BU Study Finds Ashkenazi Jews are More Likely to Suffer from Alzheimer’s

June 1, 2023 – Study author Dr. Lindsay Farrer, and other researchers including Dr. Donghe Li and Dr. John Farrell, had their article, Novel loci for Alzheimer’s disease identified by a genome-wide association study in Ashkenazi Jews, published in the journal Alzheimer’s & Dementia.

Donghe Lifarrell

Farrer and his colleagues conducted a genome-wide association study for AD in a sample of 3,500 people whose ancestry was almost exclusively Ashkenazi Jewish, including roughly equal numbers of persons with AD and cognitively normal individuals who were identified in a much larger group of EA (European ancestry) participants in large national AD genetics studies using an approach that compared genetic signatures with members of an Ashkenazi Jewish reference sample.

“Our study illustrates the greatly increased power for detection of genetic associations in communities like Ashkenazi Jews who trace their lineage to a relatively small group of ancestors,” said Farrer. “In such communities, disease-associated variants may be much more frequent compared to samples ascertained from large, mixed populations”.

Trans-ethnic studies have shown that population differences in genetic background can be leveraged to make novel discoveries that might require a sample size several orders of magnitude larger to achieve similar success studying a single population, according to the study.

“Similarly, studies of small samples from founder populations (ethnic or religious groups whose origins can be traced to a limited number of ancestors and thus have a more homogeneous genetic background) have successfully detected robust and subsequently validated associations of AD with several genes,” the researchers wrote.

Your tasks ::
1. In which journal was the researchers' paper published, according to the article about Ashkenazi Jews and Alzheimer's?
2. Name every researcher the article about Ashkenazi Jews and Alzheimer's mentions by name.
3. Please reproduce word for word the part of the article about Ashkenazi Jews and Alzheimer's that opens with the words containing "Donghe Lifarrell" and closes with "Jewish reference sample.".

Provided material ::
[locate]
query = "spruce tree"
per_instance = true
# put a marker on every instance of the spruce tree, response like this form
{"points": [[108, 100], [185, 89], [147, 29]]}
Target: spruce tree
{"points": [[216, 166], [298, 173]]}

Answers provided ::
1. Alzheimer's & Dementia

2. Dr. Lindsay Farrer, Dr. Donghe Li, Dr. John Farrell

3.
Donghe Lifarrell

Farrer and his colleagues conducted a genome-wide association study for AD in a sample of 3,500 people whose ancestry was almost exclusively Ashkenazi Jewish, including roughly equal numbers of persons with AD and cognitively normal individuals who were identified in a much larger group of EA (European ancestry) participants in large national AD genetics studies using an approach that compared genetic signatures with members of an Ashkenazi Jewish reference sample.